**What the task asks**
Return only this: the line with "Note: mark the flower" and all the lines that follow it below, through the final one, exactly as they are.

[Saved entries]

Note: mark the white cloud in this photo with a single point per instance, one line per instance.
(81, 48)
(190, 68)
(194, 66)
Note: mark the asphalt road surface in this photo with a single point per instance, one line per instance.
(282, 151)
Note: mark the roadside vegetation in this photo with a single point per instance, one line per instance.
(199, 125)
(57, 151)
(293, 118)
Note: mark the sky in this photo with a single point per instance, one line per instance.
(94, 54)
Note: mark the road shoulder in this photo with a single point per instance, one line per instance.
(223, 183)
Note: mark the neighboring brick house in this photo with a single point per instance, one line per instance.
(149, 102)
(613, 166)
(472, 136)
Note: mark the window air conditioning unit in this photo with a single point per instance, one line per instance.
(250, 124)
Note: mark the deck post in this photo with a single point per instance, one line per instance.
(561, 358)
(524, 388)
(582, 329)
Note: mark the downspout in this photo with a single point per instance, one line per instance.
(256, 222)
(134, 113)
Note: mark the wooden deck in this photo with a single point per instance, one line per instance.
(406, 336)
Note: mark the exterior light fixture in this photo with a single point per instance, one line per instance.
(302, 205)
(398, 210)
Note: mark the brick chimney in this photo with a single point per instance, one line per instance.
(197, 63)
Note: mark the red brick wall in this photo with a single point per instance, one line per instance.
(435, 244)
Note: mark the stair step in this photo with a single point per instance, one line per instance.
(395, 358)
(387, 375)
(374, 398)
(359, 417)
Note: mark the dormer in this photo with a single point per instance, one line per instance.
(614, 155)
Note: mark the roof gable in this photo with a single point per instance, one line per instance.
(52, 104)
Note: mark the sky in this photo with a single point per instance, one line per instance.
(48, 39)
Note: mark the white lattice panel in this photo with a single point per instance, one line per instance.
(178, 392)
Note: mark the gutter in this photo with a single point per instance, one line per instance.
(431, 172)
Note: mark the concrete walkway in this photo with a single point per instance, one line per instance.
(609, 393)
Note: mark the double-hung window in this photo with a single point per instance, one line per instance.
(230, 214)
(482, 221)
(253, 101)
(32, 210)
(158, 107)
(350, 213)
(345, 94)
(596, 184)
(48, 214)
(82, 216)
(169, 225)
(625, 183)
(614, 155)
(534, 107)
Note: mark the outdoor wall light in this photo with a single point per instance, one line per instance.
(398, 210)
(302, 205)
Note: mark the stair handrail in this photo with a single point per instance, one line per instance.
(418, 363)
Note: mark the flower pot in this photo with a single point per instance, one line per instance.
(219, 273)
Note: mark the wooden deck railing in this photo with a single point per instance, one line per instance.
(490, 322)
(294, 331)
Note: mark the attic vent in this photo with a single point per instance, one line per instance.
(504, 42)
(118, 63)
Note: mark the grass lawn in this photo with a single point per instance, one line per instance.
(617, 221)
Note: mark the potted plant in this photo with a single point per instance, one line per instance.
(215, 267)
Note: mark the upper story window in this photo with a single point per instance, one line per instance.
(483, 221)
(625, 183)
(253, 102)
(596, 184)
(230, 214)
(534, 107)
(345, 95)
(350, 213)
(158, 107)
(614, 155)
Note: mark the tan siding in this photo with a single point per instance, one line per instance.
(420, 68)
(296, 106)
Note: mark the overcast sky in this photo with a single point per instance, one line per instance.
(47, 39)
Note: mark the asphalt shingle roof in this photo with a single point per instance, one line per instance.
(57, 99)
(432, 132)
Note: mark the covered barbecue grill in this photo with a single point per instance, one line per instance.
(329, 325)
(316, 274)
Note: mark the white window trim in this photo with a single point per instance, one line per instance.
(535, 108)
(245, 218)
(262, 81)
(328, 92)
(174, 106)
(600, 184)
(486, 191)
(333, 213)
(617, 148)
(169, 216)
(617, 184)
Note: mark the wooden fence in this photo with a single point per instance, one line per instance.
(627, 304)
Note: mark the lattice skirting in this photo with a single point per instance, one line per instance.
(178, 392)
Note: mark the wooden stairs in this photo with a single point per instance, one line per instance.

**Response to this exercise**
Note: mark the flower pot in this photo with a single point per instance, one line per instance.
(219, 273)
Note: mark the wooden deck railing in this photo with a single point per instance, one line per instance.
(490, 322)
(294, 331)
Note: mark the attic vent in this photo with a single point per instance, one line per instance.
(504, 42)
(118, 63)
Note: mark the grass lawn in this photo with a single point per instance, one line per instance.
(617, 221)
Note: mark the potted plant in this photo with a single point per instance, one line per instance.
(215, 267)
Note: mark the upper story window in this photo with a single point per instance, one line per instance.
(483, 221)
(625, 183)
(253, 102)
(596, 184)
(230, 214)
(534, 107)
(345, 95)
(350, 213)
(158, 107)
(614, 155)
Note: mark the tan siding in this photo with a single point per instance, one line per instance.
(420, 68)
(296, 106)
Note: mark the overcast sky in this photo with a single point per instance, one line per instance.
(47, 39)
Note: mark the asphalt shingle roof in this photo with a single point per instance, one line per instance.
(57, 99)
(432, 132)
Note: mark the covered barbecue grill in this photo with a single point per instance, one line per instance.
(329, 325)
(316, 274)
Note: mark the white window trim in this photo with a single point per instance, one line per instance.
(535, 108)
(245, 218)
(262, 81)
(328, 92)
(174, 106)
(600, 184)
(486, 191)
(333, 213)
(617, 148)
(169, 216)
(617, 184)
Note: mark the wooden fence in this photo with a single point per instance, one line per instance.
(627, 304)
Note: mark the lattice skirting in this photo with a single point per instance, one line per instance.
(178, 392)
Note: mark the wooden stairs in this photo with a single point per instance, one line per instance.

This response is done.